Copy the listing below line by line, keeping every character the same.

§ **Exercise data**
"""

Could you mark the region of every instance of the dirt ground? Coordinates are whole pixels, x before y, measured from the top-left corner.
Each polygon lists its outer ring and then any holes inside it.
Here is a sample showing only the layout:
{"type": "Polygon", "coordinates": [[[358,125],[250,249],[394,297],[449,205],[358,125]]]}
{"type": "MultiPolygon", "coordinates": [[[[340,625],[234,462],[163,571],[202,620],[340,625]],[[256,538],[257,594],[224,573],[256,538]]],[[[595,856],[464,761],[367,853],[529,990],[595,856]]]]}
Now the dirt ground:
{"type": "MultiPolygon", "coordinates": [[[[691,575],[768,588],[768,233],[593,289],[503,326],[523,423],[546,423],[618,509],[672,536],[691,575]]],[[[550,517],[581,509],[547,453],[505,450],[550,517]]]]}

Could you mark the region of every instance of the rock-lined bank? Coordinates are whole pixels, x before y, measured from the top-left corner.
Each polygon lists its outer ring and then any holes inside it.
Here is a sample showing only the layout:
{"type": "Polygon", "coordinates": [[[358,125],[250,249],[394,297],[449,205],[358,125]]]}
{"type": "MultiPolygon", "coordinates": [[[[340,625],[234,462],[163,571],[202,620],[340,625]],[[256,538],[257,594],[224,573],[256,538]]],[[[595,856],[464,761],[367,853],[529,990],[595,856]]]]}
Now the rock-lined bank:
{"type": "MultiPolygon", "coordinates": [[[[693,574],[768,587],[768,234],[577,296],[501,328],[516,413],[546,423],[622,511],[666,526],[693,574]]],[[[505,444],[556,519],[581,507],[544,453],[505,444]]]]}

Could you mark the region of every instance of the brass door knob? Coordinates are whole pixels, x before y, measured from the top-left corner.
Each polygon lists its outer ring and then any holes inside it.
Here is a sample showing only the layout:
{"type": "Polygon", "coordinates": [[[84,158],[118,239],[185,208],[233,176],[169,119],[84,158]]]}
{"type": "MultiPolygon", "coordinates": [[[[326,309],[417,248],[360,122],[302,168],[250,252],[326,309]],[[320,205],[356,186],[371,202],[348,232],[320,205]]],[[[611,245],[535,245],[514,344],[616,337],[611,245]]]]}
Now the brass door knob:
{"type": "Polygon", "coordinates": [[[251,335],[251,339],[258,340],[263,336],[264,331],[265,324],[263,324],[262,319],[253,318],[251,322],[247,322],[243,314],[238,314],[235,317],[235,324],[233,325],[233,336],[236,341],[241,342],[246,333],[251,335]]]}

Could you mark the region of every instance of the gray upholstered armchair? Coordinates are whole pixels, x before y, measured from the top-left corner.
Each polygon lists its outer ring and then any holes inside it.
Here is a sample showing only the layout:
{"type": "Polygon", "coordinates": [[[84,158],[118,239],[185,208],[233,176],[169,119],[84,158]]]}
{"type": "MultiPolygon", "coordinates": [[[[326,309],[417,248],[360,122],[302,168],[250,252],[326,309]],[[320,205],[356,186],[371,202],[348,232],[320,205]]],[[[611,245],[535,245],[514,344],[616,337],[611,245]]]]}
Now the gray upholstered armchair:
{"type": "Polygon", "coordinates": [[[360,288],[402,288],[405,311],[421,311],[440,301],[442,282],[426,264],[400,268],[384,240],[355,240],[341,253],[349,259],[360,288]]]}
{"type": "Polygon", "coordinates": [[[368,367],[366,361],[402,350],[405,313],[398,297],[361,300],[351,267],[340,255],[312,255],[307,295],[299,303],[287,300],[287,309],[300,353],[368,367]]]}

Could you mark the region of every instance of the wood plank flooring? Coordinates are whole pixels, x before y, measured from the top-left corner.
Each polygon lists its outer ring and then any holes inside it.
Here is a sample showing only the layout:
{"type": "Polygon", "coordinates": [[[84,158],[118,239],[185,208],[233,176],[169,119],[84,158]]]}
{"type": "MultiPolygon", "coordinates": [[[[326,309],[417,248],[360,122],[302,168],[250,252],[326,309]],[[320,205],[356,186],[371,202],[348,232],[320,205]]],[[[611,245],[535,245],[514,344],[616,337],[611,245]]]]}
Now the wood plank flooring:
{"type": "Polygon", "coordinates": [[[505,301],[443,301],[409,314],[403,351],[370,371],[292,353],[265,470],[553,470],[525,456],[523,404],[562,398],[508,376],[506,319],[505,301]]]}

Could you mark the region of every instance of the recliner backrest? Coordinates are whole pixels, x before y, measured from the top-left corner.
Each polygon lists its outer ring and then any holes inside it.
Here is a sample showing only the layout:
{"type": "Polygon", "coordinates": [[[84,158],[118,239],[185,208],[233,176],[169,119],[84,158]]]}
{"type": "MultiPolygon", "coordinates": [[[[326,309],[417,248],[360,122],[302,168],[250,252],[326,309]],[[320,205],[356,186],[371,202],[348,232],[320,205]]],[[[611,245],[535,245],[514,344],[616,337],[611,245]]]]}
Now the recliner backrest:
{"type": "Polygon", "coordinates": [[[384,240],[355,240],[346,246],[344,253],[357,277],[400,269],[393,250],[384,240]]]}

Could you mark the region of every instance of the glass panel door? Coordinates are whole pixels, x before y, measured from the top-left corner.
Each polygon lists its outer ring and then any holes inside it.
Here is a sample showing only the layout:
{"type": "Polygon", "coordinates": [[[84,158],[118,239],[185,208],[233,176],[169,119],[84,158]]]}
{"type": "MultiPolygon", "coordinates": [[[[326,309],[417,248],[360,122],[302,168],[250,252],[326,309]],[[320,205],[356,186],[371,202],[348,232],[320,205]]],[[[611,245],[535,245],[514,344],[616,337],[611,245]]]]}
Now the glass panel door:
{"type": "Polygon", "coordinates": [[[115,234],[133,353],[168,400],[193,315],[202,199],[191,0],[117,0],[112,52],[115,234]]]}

"""

§ **Output of the task**
Could you mark the region of every instance of the dirt ground? Coordinates are whole pixels, x before y, measured from the top-left corner.
Each polygon lists its outer ring and then any holes inside it.
Here is a sample showing only the layout:
{"type": "Polygon", "coordinates": [[[358,125],[250,249],[394,297],[449,205],[358,125]]]}
{"type": "MultiPolygon", "coordinates": [[[[340,625],[234,462],[163,571],[202,620],[340,625]],[[256,538],[257,594],[224,573],[256,538]]],[[[595,856],[464,761],[367,853],[529,990],[595,856]]]]}
Now the dirt ground:
{"type": "MultiPolygon", "coordinates": [[[[691,575],[768,588],[768,233],[593,289],[503,326],[523,423],[546,423],[618,509],[672,536],[691,575]]],[[[550,517],[581,509],[547,453],[505,450],[550,517]]]]}

Could you mark the region of every instance of the rock-lined bank? Coordinates are whole pixels, x before y, measured from the top-left corner.
Each polygon lists its outer ring and then any holes inside it.
Here is a sample showing only the layout:
{"type": "Polygon", "coordinates": [[[358,125],[250,249],[394,297],[449,205],[358,125]]]}
{"type": "MultiPolygon", "coordinates": [[[[340,625],[234,462],[163,571],[202,620],[340,625]],[[256,538],[257,594],[224,573],[256,538]]],[[[595,856],[464,761],[367,853],[529,990],[595,856]]]]}
Now the rock-lined bank:
{"type": "MultiPolygon", "coordinates": [[[[693,574],[768,587],[768,234],[577,296],[501,328],[516,413],[546,423],[622,511],[666,526],[693,574]]],[[[505,444],[556,519],[581,507],[544,453],[505,444]]]]}

Could you mark the region of every instance of the brass door knob? Coordinates are whole pixels, x before y, measured from the top-left corner.
Each polygon lists its outer ring and then any holes inside it.
Here is a sample showing only the layout:
{"type": "Polygon", "coordinates": [[[84,158],[118,239],[185,208],[233,176],[169,119],[84,158]]]}
{"type": "MultiPolygon", "coordinates": [[[[326,309],[417,248],[360,122],[302,168],[250,252],[326,309]],[[320,205],[356,186],[371,202],[348,232],[320,205]]],[[[611,245],[535,245],[514,344],[616,337],[611,245]]]]}
Now the brass door knob:
{"type": "Polygon", "coordinates": [[[251,335],[251,339],[258,340],[263,336],[264,331],[265,324],[263,324],[262,319],[253,318],[251,322],[247,322],[243,314],[238,314],[235,317],[235,324],[233,325],[233,336],[236,341],[241,342],[246,333],[251,335]]]}

Could you mark the region of every instance of the gray upholstered armchair? Coordinates are whole pixels, x before y, measured from the top-left corner.
Each polygon lists its outer ring and then any holes inside it.
Here is a sample showing only the layout:
{"type": "Polygon", "coordinates": [[[84,158],[118,239],[185,208],[233,176],[169,119],[84,158]]]}
{"type": "MultiPolygon", "coordinates": [[[[326,309],[417,248],[360,122],[302,168],[250,252],[326,309]],[[320,205],[356,186],[371,202],[348,232],[320,205]]],[[[611,245],[535,245],[514,344],[616,337],[611,245]]]]}
Now the gray upholstered armchair:
{"type": "Polygon", "coordinates": [[[360,288],[402,288],[405,311],[421,311],[440,301],[442,282],[426,264],[400,268],[384,240],[355,240],[341,253],[349,259],[360,288]]]}
{"type": "Polygon", "coordinates": [[[368,367],[366,361],[402,350],[405,313],[398,297],[361,300],[351,267],[340,255],[312,255],[307,295],[299,303],[287,300],[287,309],[300,353],[368,367]]]}

Could you mark the region of every instance of the wood plank flooring? Coordinates are whole pixels, x before y, measured from the top-left corner.
Each polygon lists its outer ring and then any holes inside it.
Here is a sample showing only the layout:
{"type": "Polygon", "coordinates": [[[84,158],[118,239],[185,208],[233,176],[169,119],[84,158]]]}
{"type": "MultiPolygon", "coordinates": [[[[326,309],[417,248],[360,122],[302,168],[250,252],[326,309]],[[320,205],[356,186],[371,202],[348,232],[320,205]]],[[[611,245],[535,245],[514,344],[616,337],[611,245]]]]}
Now the wood plank flooring:
{"type": "Polygon", "coordinates": [[[505,301],[443,301],[409,314],[403,351],[370,371],[292,353],[265,470],[553,470],[525,456],[523,404],[562,398],[508,376],[506,319],[505,301]]]}

Could you mark the region of every instance of the recliner backrest? Coordinates are whole pixels, x before y, measured from the top-left corner.
Each polygon lists its outer ring and then any holes inside it.
Here is a sample showing only the layout:
{"type": "Polygon", "coordinates": [[[84,158],[118,239],[185,208],[233,176],[169,119],[84,158]]]}
{"type": "MultiPolygon", "coordinates": [[[[326,309],[417,248],[360,122],[302,168],[250,252],[326,309]],[[320,205],[356,186],[371,202],[348,232],[320,205]]],[[[611,245],[535,245],[514,344],[616,337],[611,245]]]]}
Now the recliner backrest:
{"type": "Polygon", "coordinates": [[[384,240],[355,240],[346,246],[344,253],[357,277],[400,269],[393,250],[384,240]]]}

Could you mark the region of every instance of the glass panel door? Coordinates are whole pixels, x before y, measured from the top-left corner.
Each polygon lists its outer ring and then any holes inside it.
Here is a sample showing only the layout:
{"type": "Polygon", "coordinates": [[[84,158],[118,239],[185,208],[233,176],[169,119],[84,158]]]}
{"type": "MultiPolygon", "coordinates": [[[[326,309],[417,248],[360,122],[302,168],[250,252],[326,309]],[[320,205],[356,186],[371,202],[348,232],[320,205]]],[[[611,245],[535,245],[514,344],[616,337],[611,245]]]]}
Now the glass panel door:
{"type": "Polygon", "coordinates": [[[115,234],[133,353],[168,400],[193,315],[202,199],[191,0],[117,0],[112,52],[115,234]]]}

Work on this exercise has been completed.